**Task description:**
Transcribe all the entries word for word, skipping the pictures.

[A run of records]
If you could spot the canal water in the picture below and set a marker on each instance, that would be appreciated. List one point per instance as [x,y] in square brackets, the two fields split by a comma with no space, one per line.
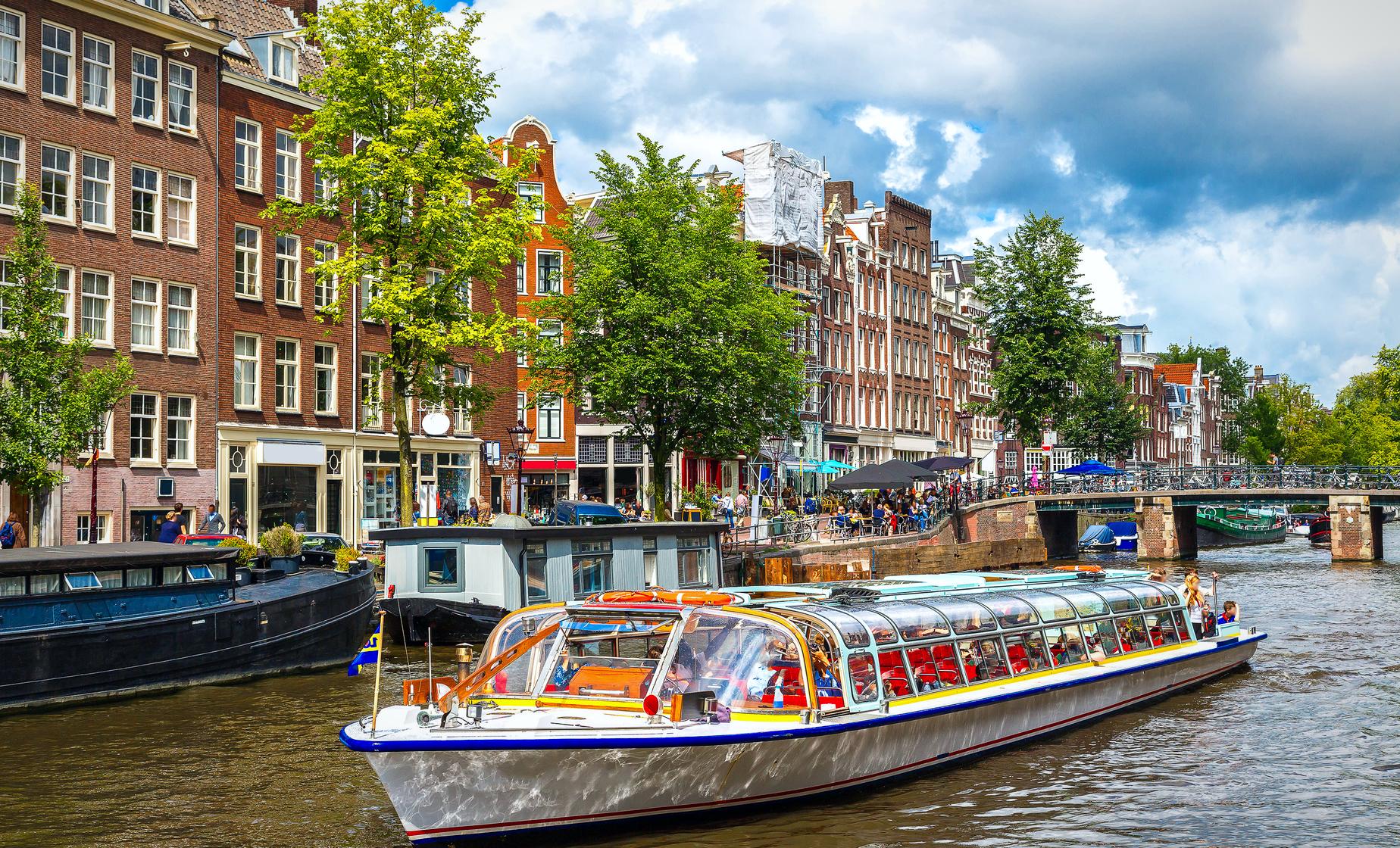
[1301,749]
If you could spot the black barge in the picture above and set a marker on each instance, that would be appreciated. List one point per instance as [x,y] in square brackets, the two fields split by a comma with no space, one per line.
[105,620]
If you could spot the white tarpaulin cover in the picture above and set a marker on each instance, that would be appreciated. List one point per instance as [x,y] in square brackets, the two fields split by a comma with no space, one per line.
[783,193]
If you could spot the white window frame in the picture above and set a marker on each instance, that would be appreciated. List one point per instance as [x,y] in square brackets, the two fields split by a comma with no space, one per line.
[69,175]
[188,311]
[171,460]
[70,95]
[155,305]
[249,147]
[156,432]
[174,202]
[104,185]
[242,360]
[105,341]
[332,367]
[251,288]
[286,395]
[287,174]
[16,167]
[287,262]
[18,38]
[156,202]
[107,67]
[156,92]
[192,92]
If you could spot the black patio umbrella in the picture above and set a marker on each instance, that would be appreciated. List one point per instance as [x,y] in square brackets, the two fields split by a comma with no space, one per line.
[893,473]
[944,463]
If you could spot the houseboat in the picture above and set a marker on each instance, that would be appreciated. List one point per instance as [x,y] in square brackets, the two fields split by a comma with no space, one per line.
[461,581]
[86,620]
[640,704]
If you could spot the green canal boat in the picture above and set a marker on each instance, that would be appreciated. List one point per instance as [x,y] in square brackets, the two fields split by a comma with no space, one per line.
[1217,526]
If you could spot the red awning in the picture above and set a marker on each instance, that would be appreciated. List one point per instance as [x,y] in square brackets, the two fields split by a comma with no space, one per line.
[548,465]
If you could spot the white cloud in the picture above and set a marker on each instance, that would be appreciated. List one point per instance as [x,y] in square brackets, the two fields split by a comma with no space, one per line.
[902,170]
[965,157]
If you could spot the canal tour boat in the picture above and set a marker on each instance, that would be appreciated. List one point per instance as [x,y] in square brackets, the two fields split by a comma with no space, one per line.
[80,622]
[640,704]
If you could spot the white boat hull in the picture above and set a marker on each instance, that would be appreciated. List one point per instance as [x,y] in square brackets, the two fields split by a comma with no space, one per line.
[552,783]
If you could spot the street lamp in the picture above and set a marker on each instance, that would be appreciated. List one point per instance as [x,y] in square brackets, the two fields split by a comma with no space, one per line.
[520,440]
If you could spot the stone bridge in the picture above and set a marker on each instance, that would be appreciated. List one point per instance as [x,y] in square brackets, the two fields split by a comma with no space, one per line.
[1167,528]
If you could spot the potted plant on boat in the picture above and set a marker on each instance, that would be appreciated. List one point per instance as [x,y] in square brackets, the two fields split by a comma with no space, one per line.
[283,546]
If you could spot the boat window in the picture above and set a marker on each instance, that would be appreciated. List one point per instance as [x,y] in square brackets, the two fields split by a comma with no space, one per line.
[863,678]
[440,570]
[983,659]
[1102,636]
[742,659]
[1120,600]
[1027,653]
[853,633]
[1151,597]
[82,580]
[1010,610]
[967,616]
[44,584]
[881,627]
[1066,645]
[914,620]
[1088,603]
[1133,633]
[1052,608]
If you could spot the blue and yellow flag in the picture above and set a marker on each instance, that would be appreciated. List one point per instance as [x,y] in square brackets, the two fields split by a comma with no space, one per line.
[370,654]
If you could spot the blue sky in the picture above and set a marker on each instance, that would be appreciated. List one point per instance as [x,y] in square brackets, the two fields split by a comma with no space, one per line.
[1233,170]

**Exercise output:**
If you could spot the canal water in the picture below and set a marker on each instance, that would be appreciated. List one point per instance as [x,y] in square brackets, the two fields split by a comma with no space, one per line.
[1301,749]
If you could spot the black barge in the picture above and set a marker on each instance, that would be appreciated. List one point per instance as [x,y] in square brackets, the two fields split by a comma with no space, one per line.
[105,620]
If you could spot the white tarpaulin cover in the picture above and set a marker on each instance, that would be appreciated. List one point per instance as [x,y] in square brackets, the two fields split by a comma with no space, one per line.
[783,193]
If you could spot the white window frame in the picture above and set a marker on each instance, that would be appreciated. List one point per instance as [x,y] in square brackets, the two fields split by a comma with no space, one per line.
[69,175]
[188,311]
[171,460]
[70,95]
[155,305]
[249,147]
[156,432]
[174,202]
[104,185]
[242,360]
[105,341]
[332,367]
[251,288]
[286,395]
[287,174]
[16,167]
[287,262]
[18,38]
[156,202]
[107,67]
[156,92]
[192,92]
If you could spot the black patio umbrella in the picture above and set a marker on each instance, that would be appreciated. List one point per instance as [x,y] in square brackets, the two fields split by a comma with no space, one per line.
[893,473]
[944,463]
If you could spot the houseboat in the picture above and set a marker on each instance, that would be appreciated. List one point per instance as [x,y] in square brackets, the two fields split by a comma with no space, one per line.
[461,581]
[86,620]
[640,704]
If you could spot the green canal boat in the picture above and set a marker on each instance, that would be appreciated. List one point per instance as [x,y] in square brackets, the two fields split by a comma with no space, one per line.
[1217,526]
If you could spot the red awning in the picture above and set a marker on each instance, that would be appreciated. List one point per instance as [x,y] in square brackets, the two fields split by a comma with no space, one per line.
[548,465]
If you could spot the white cloud in the picture above and set a marker on each instance, that would be appreciated. List one point per instance as [x,y] in square brackets, the two fields split by a comma with no space, one per line.
[902,170]
[965,157]
If you could spot the canal tour boat in the picture above and set a marker on each instance, that would be appreciated. List one point per instance as [x,y] in square brackets, the two fields split by a comma with no space, one per line.
[80,622]
[640,704]
If you could spot the white boat hull in the picture above and set a marker on each instance, that would be appreciated. List one point per instance as [x,y] in square brackets, the two fields split by a comma with no space, one per line.
[552,783]
If you could spot the street lamp in the picture above and set a marker on each instance, that would be appreciated. List one point per instance as [x,y] in square brackets, the two fields split by a comma with no space, one per line.
[520,440]
If you could spot the stone bridge in the picture above and set a marker on each instance, that would be appreciated. List one point per instance as [x,y] in square brackets, the two fields split by a comma with no space, one per line.
[1167,528]
If you could spot the potted plant on boat in the picture above and set a marker on each instance, that would be appreciated. List one point per instance as [x,y] in square brackets, the two fields split by a comma with no space, one per line.
[283,546]
If you could spot the boat window in the picture above and set a marker on each instance, that would be appreciated. List one point per instance as [x,y] in square brackets, the two fields split by a comma with no space, one per line.
[863,678]
[440,570]
[983,659]
[1102,636]
[742,659]
[1120,600]
[1027,653]
[853,633]
[1151,597]
[82,580]
[1010,610]
[967,616]
[44,584]
[881,627]
[1066,645]
[914,620]
[1088,603]
[1133,633]
[1052,608]
If you could spot the blue and yellow flag in the picture above and set a marker on each instance, that would be appreciated. List one point per instance as [x,y] in square brackets, the two fields split by a comma with no space, one per line.
[370,654]
If you could spot the blue sky in the picture above and set a marker on each instance, that would be appreciated. List one point per instance as [x,y] in square brackets, the two fields split by a comma with no space, one per line.
[1233,170]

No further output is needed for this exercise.